**The task:** Update the listing below by changing every "lane-count record" to "bird-count record" and leaving all other text as it is.

**Listed entries:**
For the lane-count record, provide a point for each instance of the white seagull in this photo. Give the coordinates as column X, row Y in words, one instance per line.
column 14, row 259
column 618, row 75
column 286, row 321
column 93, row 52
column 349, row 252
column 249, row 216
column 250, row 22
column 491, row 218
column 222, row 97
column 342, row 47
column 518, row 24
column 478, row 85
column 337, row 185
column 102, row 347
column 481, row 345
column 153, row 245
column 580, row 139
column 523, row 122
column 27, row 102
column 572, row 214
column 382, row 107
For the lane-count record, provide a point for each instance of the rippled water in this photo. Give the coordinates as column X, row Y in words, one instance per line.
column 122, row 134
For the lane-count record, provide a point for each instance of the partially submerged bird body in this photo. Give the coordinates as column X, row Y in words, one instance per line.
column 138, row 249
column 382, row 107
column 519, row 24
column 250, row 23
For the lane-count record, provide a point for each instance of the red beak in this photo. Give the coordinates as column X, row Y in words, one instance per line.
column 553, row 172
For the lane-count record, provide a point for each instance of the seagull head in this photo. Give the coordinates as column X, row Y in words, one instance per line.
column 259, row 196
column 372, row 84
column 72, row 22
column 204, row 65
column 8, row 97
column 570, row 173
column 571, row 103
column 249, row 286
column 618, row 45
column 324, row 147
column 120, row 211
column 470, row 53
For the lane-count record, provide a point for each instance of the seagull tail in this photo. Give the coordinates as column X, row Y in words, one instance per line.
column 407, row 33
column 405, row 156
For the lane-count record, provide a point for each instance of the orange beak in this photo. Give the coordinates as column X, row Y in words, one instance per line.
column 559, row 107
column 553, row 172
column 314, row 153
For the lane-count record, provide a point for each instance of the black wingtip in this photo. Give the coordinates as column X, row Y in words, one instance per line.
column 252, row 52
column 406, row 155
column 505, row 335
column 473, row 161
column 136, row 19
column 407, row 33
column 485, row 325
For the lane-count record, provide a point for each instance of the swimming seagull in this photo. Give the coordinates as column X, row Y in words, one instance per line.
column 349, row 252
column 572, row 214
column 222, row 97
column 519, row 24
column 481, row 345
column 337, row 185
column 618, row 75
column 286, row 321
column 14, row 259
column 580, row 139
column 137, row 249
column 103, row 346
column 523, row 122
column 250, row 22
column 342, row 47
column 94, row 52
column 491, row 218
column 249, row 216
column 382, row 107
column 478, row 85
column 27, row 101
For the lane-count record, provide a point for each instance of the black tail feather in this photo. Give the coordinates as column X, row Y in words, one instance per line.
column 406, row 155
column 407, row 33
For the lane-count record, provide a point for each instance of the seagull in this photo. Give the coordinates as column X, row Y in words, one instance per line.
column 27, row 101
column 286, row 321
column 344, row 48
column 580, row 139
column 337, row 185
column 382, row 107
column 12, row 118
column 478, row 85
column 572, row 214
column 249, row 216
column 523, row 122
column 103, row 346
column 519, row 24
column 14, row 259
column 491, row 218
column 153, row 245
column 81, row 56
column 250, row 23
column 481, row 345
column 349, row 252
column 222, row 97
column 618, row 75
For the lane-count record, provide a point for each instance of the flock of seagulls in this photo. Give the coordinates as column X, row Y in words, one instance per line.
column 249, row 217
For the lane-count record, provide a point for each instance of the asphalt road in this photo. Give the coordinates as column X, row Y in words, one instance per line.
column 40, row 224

**Correct response:**
For the bird-count record, provide a point for each instance of the white seagull in this photo. Give the coordinates as column X, row Y in words, one instance per line.
column 14, row 259
column 618, row 75
column 286, row 321
column 93, row 52
column 349, row 252
column 249, row 216
column 250, row 22
column 491, row 218
column 222, row 97
column 342, row 47
column 518, row 24
column 478, row 85
column 337, row 185
column 102, row 347
column 481, row 345
column 153, row 245
column 580, row 139
column 523, row 122
column 27, row 102
column 572, row 214
column 382, row 107
For the bird-count record, provide a point for each instance of the rippled water in this photo. Give the coordinates as column X, row Y in words, one instance per line.
column 122, row 134
For the bird-count record, provide a point for each instance of the partially submerged bird body in this photo. Give the coordinates as column X, row Y in words, one instance per line.
column 138, row 249
column 382, row 107
column 519, row 24
column 250, row 23
For the bird-count record, provide a point for each instance of the red beak in this photo. Give the coordinates as column X, row Y in words, one instance per line.
column 553, row 172
For the bird-count record, provide a point for each instance of the seagull head in this photo. Give the coordinates as column X, row Y in words, one instance per line.
column 259, row 196
column 372, row 84
column 72, row 22
column 204, row 65
column 8, row 97
column 570, row 173
column 571, row 103
column 249, row 286
column 618, row 45
column 324, row 147
column 120, row 211
column 470, row 53
For the bird-count record, provide a point for each instance of the seagull tail in this photo. Give the coordinates as column X, row Y in words, one instance per line.
column 407, row 33
column 405, row 156
For the bird-count record, provide a point for each instance of the orange beak in this photo. Give the coordinates as column X, row Y in words, one instance per line.
column 559, row 107
column 553, row 172
column 314, row 153
For the bird-count record, provide a point for each instance of the black wingtip in this photo. Give the coordinates as column X, row Y in words, one instance per line.
column 252, row 52
column 406, row 155
column 505, row 335
column 473, row 161
column 136, row 19
column 407, row 33
column 485, row 325
For the bird-count record, provide a point for each instance of the swimming seagull in this photo. Give the coordinates as column X, row Y in words, one instance per line.
column 349, row 252
column 572, row 214
column 222, row 97
column 519, row 24
column 481, row 345
column 337, row 185
column 618, row 75
column 286, row 321
column 14, row 259
column 580, row 139
column 137, row 249
column 103, row 346
column 523, row 122
column 250, row 22
column 342, row 47
column 94, row 52
column 491, row 218
column 249, row 216
column 382, row 107
column 478, row 85
column 27, row 101
For the bird-count record, provide a point for each instance of the black tail feather in this photo. Give the coordinates as column X, row Y in words, one instance per line.
column 406, row 155
column 407, row 33
For the bird-count record, provide a point for each instance of the seagull in this photo. Give the coordinates as column X, row Y in words, one instance per line.
column 27, row 101
column 286, row 321
column 344, row 48
column 580, row 139
column 337, row 185
column 382, row 107
column 12, row 118
column 478, row 85
column 572, row 214
column 249, row 216
column 523, row 122
column 103, row 346
column 519, row 24
column 14, row 259
column 491, row 218
column 153, row 245
column 81, row 56
column 250, row 23
column 481, row 345
column 349, row 252
column 222, row 97
column 618, row 75
For the bird-count record, provide a point for each instance of the flock of seagulls in this photo. Give the coordinates as column X, row Y in words, one instance per line.
column 249, row 217
For the bird-count record, provide a point for each instance of the asphalt road in this photo. Give the coordinates as column X, row Y in words, one instance per line.
column 40, row 224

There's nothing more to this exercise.